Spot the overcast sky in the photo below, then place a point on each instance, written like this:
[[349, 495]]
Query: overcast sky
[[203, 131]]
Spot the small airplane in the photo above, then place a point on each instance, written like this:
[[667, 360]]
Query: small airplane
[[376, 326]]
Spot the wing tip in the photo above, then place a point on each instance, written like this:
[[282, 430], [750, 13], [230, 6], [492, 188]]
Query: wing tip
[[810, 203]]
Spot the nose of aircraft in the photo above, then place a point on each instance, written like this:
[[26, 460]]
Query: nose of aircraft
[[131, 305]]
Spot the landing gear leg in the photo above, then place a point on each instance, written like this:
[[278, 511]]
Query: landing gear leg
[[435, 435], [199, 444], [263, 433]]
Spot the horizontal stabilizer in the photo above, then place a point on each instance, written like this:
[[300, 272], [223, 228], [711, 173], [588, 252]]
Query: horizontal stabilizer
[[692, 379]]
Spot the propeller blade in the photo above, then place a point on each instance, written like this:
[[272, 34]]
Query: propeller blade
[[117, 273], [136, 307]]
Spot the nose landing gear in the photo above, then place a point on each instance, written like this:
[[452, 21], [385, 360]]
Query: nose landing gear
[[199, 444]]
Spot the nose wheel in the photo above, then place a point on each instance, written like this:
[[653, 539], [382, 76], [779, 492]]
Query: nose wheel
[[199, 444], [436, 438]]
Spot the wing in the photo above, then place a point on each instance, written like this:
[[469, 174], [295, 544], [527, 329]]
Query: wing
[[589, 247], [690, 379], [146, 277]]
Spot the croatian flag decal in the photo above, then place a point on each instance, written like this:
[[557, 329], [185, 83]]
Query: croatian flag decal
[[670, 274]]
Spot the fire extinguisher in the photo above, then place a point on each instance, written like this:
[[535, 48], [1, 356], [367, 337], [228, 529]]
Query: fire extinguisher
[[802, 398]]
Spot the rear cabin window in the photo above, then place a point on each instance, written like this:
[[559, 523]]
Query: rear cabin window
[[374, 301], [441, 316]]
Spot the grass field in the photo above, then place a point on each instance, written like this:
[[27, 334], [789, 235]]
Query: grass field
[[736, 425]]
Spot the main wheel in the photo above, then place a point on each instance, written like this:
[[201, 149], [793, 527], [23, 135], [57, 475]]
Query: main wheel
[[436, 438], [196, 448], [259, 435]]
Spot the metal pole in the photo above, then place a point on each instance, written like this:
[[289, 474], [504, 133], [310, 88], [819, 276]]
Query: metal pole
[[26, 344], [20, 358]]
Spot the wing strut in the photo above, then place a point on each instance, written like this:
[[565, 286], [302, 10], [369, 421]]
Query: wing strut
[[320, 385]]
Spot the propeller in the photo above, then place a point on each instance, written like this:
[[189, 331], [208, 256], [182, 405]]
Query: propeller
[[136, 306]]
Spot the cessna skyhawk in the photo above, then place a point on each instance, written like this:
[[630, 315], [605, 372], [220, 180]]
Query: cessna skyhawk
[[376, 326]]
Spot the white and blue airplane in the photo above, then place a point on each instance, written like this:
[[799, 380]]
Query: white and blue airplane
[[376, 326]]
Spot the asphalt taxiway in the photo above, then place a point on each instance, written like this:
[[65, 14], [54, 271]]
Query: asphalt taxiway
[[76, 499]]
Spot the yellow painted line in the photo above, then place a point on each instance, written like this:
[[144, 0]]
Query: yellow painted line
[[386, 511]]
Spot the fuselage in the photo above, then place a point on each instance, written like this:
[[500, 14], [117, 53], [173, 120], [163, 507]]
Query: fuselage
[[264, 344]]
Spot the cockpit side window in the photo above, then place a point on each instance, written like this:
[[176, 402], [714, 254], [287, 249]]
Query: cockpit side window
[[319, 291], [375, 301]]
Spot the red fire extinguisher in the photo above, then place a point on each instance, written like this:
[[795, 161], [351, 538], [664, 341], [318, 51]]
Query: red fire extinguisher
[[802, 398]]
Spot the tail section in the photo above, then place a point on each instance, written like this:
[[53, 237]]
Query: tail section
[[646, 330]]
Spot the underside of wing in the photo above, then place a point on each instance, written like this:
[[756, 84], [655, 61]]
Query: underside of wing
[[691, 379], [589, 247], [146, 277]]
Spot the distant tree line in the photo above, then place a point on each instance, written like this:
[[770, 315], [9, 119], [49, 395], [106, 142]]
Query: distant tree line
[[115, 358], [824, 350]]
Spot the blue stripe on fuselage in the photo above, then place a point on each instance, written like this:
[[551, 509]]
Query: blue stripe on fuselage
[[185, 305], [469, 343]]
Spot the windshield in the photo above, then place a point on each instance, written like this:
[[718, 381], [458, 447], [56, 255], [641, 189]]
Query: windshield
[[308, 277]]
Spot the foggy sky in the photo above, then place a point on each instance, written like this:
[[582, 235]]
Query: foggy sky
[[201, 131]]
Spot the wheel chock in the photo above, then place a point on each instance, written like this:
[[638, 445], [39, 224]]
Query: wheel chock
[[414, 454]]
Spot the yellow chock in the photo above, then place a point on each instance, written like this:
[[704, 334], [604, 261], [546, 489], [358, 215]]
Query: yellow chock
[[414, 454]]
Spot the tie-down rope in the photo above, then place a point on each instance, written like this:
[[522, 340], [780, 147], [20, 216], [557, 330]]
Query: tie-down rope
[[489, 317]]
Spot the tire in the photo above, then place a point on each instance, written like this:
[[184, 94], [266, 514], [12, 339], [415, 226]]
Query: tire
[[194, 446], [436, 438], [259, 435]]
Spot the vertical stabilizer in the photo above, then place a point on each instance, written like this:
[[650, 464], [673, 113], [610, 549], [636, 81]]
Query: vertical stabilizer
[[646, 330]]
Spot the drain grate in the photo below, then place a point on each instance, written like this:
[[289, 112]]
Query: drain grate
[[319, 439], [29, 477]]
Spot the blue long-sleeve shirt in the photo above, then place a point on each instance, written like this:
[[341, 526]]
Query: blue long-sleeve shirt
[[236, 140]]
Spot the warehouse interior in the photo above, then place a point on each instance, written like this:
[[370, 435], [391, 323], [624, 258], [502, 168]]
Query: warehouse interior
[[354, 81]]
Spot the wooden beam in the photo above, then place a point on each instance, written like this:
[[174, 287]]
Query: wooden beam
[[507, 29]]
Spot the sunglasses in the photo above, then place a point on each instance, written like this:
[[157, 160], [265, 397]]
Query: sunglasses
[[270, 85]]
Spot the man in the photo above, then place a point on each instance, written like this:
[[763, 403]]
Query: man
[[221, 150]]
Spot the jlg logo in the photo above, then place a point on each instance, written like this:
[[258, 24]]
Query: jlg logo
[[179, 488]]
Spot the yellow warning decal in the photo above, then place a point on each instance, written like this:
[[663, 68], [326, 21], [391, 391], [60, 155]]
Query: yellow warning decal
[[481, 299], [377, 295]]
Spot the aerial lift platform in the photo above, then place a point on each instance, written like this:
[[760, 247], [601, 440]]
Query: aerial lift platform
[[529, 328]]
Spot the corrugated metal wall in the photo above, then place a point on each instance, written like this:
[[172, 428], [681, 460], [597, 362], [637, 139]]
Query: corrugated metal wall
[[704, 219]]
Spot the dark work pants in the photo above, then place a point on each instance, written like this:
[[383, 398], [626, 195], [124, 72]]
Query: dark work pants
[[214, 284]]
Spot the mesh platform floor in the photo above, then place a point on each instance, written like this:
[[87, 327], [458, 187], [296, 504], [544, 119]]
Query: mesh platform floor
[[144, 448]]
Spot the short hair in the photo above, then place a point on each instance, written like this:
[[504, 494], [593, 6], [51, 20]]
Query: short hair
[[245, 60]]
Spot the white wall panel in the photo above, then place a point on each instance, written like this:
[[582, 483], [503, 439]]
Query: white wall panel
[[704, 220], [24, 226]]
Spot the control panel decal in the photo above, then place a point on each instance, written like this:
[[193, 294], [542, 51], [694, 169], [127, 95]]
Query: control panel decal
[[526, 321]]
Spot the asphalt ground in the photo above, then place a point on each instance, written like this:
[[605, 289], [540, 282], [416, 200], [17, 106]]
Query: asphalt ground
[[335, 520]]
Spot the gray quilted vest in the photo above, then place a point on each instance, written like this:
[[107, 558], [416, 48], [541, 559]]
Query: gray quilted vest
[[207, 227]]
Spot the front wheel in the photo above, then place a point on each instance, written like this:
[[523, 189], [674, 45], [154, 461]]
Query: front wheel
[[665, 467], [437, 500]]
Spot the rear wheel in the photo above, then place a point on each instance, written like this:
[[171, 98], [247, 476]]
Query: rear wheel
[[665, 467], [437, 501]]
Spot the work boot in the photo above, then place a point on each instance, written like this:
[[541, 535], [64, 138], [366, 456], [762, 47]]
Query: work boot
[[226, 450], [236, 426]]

What to produce:
Render the records above as a Markdown table with the columns n and Line. Begin at the line containing "Spot the vertical", stop after the line containing "[[319, 439], [29, 477]]", and number each row while skipping blank lines.

The response:
| n | Line |
|---|---|
| 1 | Spot the vertical stabilizer in the photo above, then place a point on each instance, written like this: |
| 2 | [[650, 464], [673, 113], [610, 549], [636, 81]] |
| 3 | Query: vertical stabilizer |
| 4 | [[646, 330]] |
| 5 | Spot the drain grate in the photo below, then place a point on each instance, written like this: |
| 6 | [[289, 112]] |
| 7 | Query: drain grate |
| 8 | [[319, 439], [29, 477]] |